• INSTRUCTIONS FOR THE TASK
Below are some records; reproduce every one of them exactly.

Point annotation dataset records:
□ □ □ □
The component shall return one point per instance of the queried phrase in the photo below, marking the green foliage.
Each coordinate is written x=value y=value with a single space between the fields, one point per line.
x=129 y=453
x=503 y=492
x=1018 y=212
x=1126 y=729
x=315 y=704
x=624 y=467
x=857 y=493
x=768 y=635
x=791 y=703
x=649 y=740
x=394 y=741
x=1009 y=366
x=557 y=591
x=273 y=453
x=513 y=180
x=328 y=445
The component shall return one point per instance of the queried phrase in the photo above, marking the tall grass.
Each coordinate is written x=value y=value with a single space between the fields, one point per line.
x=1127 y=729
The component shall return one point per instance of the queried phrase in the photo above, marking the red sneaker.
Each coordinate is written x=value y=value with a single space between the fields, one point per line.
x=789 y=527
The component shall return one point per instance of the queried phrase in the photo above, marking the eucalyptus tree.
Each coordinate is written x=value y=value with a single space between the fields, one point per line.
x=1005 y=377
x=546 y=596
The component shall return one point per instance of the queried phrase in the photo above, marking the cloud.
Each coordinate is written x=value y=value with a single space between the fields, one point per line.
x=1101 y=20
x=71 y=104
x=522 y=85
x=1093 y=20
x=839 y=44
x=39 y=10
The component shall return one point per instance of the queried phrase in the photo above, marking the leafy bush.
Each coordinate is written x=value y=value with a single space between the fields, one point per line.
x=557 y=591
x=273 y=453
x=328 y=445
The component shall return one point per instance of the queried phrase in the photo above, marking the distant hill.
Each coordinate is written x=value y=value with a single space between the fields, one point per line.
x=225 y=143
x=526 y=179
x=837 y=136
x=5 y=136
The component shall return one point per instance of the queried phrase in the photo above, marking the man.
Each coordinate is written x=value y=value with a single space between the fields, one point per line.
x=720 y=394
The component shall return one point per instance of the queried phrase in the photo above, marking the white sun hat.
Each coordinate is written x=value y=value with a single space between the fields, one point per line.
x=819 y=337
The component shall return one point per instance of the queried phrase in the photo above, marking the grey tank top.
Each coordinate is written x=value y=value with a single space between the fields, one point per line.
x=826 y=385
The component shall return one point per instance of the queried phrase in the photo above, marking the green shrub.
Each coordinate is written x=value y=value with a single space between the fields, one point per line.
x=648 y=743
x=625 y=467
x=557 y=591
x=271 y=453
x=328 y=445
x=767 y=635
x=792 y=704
□ □ □ □
• TASK RESPONSE
The component shall return one point per instance of the queried phrase in the photo below, marking the green foliage.
Each coordinate is written x=value y=value with a single space between the fields, one point per line.
x=129 y=453
x=503 y=492
x=1018 y=212
x=1126 y=729
x=315 y=704
x=624 y=467
x=857 y=493
x=768 y=635
x=791 y=703
x=649 y=740
x=394 y=741
x=1009 y=366
x=557 y=591
x=273 y=453
x=513 y=180
x=328 y=445
The component shall return one point per instance of the queried phrase in the photo above, marking the tall grass.
Each coordinate is written x=value y=value with a single space between the fields, one point per line.
x=1127 y=729
The component shall return one point per instance of the queried phrase in the photo above, marking the red sneaker.
Each coordinate is written x=value y=value with a single space between the fields, one point per line.
x=789 y=527
The component shall return one point per instance of the queried phrase in the photo above, marking the eucalyptus tree.
Each coordinate is written x=value y=value with a single space between the fields, one point per line.
x=1005 y=377
x=546 y=596
The component shall return one point per instance of the queried phrase in the photo above, marking the cloud.
Each coordinate is written x=value y=value with a single space between the fields, one point per line.
x=1101 y=20
x=71 y=104
x=522 y=85
x=1093 y=20
x=839 y=44
x=39 y=10
The component shall return one point per instance of the queried phrase in the photo above, marking the leafy bush.
Each coordinate is written x=value y=value with a single space between the fields, one point per line.
x=557 y=591
x=273 y=453
x=328 y=445
The component shall return one point per instance of the queried phrase in the photo above, marking the distant hill.
Each coordinate is written x=value y=value with a single space between the fields, one point per line.
x=225 y=143
x=526 y=179
x=837 y=136
x=5 y=136
The component shall return one point per instance of the queried phrase in the photo above, marking the man.
Each coordinate is written x=value y=value with a single space between the fields, one point per line.
x=720 y=394
The component shall return one point per instance of the queried phrase in the photo above, marking the white sun hat.
Each coordinate is written x=value y=value with a single space between the fields, one point per line.
x=819 y=337
The component shall return one point per instance of the queried phrase in the photo above, marking the grey tank top.
Each coordinate is written x=value y=value with a single space between the fields, one point per line.
x=826 y=385
The component shall return one point per instance of the queried phrase in the photo above, marking the green shrub.
Each coordinate is written x=value y=value with a single space between the fields, one point per line.
x=648 y=743
x=625 y=467
x=557 y=591
x=271 y=453
x=328 y=445
x=767 y=635
x=792 y=704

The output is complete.